Object position labeling entries
——————
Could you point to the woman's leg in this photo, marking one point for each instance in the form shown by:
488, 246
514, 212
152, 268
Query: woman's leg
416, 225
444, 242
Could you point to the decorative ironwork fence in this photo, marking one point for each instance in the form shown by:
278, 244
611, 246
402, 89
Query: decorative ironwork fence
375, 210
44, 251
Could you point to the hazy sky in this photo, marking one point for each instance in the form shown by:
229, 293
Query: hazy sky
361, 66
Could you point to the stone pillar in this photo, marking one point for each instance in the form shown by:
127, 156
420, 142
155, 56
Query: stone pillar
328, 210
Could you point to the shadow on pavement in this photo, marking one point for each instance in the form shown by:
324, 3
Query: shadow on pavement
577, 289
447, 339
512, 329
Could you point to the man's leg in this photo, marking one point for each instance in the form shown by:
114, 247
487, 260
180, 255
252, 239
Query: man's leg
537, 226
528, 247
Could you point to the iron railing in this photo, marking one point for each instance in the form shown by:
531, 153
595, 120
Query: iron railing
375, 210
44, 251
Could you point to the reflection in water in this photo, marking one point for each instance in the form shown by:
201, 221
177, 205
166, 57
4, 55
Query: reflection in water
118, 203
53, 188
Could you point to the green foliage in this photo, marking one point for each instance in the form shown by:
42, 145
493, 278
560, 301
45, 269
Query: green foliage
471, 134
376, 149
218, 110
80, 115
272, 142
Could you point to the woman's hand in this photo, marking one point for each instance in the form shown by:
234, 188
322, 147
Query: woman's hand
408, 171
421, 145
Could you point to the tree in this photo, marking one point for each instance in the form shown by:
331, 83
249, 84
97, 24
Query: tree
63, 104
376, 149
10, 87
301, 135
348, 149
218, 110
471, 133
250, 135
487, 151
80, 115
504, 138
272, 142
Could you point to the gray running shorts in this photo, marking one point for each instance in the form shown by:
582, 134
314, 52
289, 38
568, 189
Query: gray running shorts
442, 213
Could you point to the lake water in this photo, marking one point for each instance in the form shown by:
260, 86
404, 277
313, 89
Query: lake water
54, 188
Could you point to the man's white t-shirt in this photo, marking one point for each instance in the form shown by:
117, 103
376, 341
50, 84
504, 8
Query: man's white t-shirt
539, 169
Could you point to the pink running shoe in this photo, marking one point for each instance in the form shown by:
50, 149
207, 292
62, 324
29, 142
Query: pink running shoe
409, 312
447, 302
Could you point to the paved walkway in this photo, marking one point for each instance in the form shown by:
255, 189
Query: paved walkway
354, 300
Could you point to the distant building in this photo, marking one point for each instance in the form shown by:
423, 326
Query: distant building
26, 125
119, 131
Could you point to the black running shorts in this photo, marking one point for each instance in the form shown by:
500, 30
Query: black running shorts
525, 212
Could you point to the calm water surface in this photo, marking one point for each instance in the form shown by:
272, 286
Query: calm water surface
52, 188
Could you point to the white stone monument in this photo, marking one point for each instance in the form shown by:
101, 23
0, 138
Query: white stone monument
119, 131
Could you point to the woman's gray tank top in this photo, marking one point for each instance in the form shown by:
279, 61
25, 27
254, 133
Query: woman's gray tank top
——————
__THE PROBLEM__
Change "running shorts" to "athletic shorts" in the listing from the line containing "Could you point to the tree" through the end, both ends included, and write out only those lines with nothing else altered.

__WRITTEN RESPONSE__
Could you point to the tree in this photo, marking one point for each instance in the form shown by:
331, 83
249, 84
97, 24
Query: tree
63, 104
376, 149
10, 87
301, 135
348, 149
218, 110
471, 133
250, 135
487, 151
80, 115
504, 138
272, 142
Could you point to the gray athletic shorts in this photo, marking one point for each instance in the form shown by:
582, 134
314, 52
289, 38
568, 189
Query: gray athletic shorts
442, 213
Could you point to the lake water in this photo, marking one point for each instance in the form shown by:
260, 86
404, 277
313, 89
Query: lake water
54, 188
Could you point to the man's white t-shirt in this photo, marking one point for each instance in the form shown by:
117, 103
376, 341
50, 84
504, 8
Query: man's white t-shirt
539, 169
Could you point to the pink running shoe in this photo, marking one point for each instance in the form shown by:
50, 149
207, 292
62, 324
29, 142
Query: pink running shoe
409, 312
447, 302
Could you point to the paved walkway in this photo, marking one point for each instance in the form shown by:
255, 189
Query: paved walkway
354, 300
Could you point to the distant building in this photo, marking one point for each instance in the form shown by:
423, 326
Query: distant building
26, 125
119, 131
Could you point to the black athletic shorts in this photo, marking one point for each instance in the form shown by:
500, 30
Query: black athletic shorts
525, 212
Could you point to the calm water surface in this photo, marking one point for each instance in the form shown by:
272, 286
Query: calm water surface
52, 188
Could you point to the white stone monument in this photo, marking one point for each instance in the form shown by:
101, 23
0, 138
Query: white stone monument
119, 131
Could you point to the woman's gray tank top in this photo, marking one point for each instance in the form shown by:
279, 61
25, 27
254, 133
Query: woman's gray tank top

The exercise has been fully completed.